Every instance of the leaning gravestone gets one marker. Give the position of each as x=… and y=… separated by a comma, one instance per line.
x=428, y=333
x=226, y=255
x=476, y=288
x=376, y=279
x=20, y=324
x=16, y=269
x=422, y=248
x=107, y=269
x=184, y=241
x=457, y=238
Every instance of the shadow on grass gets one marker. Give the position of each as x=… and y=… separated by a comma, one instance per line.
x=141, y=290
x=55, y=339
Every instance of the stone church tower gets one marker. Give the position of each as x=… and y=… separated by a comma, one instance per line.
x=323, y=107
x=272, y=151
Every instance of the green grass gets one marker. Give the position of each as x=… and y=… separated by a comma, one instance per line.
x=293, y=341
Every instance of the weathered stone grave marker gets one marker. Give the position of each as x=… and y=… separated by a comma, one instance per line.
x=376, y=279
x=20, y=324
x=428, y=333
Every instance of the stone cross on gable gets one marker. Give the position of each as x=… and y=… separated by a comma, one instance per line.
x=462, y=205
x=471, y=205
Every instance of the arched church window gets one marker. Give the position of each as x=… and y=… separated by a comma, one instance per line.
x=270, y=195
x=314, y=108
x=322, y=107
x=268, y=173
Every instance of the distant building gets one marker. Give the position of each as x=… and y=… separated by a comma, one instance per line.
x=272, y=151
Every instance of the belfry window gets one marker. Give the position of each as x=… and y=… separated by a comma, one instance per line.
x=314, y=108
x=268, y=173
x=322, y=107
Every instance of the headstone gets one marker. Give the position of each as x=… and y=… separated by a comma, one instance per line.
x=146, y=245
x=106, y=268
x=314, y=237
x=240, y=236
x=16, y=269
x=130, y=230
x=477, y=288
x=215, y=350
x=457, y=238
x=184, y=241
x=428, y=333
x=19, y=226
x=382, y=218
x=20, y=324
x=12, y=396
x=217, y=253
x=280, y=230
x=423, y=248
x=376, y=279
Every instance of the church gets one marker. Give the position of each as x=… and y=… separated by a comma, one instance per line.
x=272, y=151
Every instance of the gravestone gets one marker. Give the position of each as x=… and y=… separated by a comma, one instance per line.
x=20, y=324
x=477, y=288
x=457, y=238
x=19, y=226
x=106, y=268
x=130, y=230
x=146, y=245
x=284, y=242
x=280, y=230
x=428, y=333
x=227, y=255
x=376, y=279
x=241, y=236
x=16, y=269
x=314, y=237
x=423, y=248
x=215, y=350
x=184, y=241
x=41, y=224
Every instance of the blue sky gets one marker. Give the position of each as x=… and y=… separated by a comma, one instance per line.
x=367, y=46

◆ **About this exercise**
Exact copies of every record are required.

◆ **Answer section**
Every instance of the leaning gravestone gets one marker. Give the position of each as x=… and y=… separated by a comma, one instance per line.
x=428, y=333
x=226, y=255
x=476, y=288
x=376, y=279
x=20, y=324
x=16, y=269
x=422, y=248
x=107, y=269
x=184, y=241
x=457, y=238
Every instance of the shadow on grass gets one marker. Give the position of each as x=… and y=… separated by a comma, one instance per line.
x=141, y=290
x=55, y=339
Every instance of the stone church tower gets one marker. Give the position of each as x=… and y=… separated by a comma, one instance per line.
x=323, y=107
x=272, y=151
Every instance of the green grass gets one marker. Give the position of each as x=… and y=… separated by a comma, one instance per line.
x=293, y=341
Every instance of the weathered stone grave marker gets one marker. Give the position of each as x=… and y=… separated by a comma, one instance per line.
x=376, y=279
x=20, y=324
x=428, y=333
Every instance of the stone cross on gable gets one marker. Give the position of each as x=… and y=… separated by a comma, one instance per line.
x=462, y=205
x=471, y=205
Every instance of the arched church window gets one marker. Give the position of each as x=… and y=… separated by a comma, one instance per line.
x=270, y=195
x=314, y=108
x=322, y=107
x=268, y=173
Every instance of the distant building gets one marker. Give the position of each as x=… and y=… separated by a comma, one instance per line.
x=272, y=151
Every instance of the belfry window gets one marker. Give the position of each as x=… and y=… separated by a comma, one instance per line.
x=314, y=108
x=268, y=173
x=322, y=107
Every instance of the headstone gets one marker. Give the position of each as x=… and y=… separated by a comma, one instance per line.
x=146, y=245
x=106, y=268
x=314, y=237
x=240, y=236
x=16, y=269
x=130, y=230
x=477, y=288
x=215, y=350
x=457, y=238
x=184, y=241
x=428, y=333
x=19, y=226
x=382, y=218
x=20, y=324
x=12, y=396
x=217, y=253
x=280, y=230
x=423, y=248
x=376, y=279
Every instance of the church gets one marker. Give the position of each as x=… and y=… separated by a comma, one instance per line.
x=272, y=151
Every instance of the gravestone gets one marker. Give the position of each as x=… and y=… separated by a comma, one instance per line.
x=20, y=324
x=477, y=288
x=457, y=238
x=19, y=226
x=106, y=268
x=130, y=230
x=146, y=245
x=284, y=242
x=280, y=230
x=428, y=333
x=227, y=255
x=376, y=279
x=241, y=236
x=16, y=269
x=314, y=237
x=423, y=248
x=215, y=350
x=184, y=241
x=41, y=224
Every instance of the blue sky gets one marker. Give the position of each as x=… and y=… separated by a comma, one instance per line.
x=367, y=46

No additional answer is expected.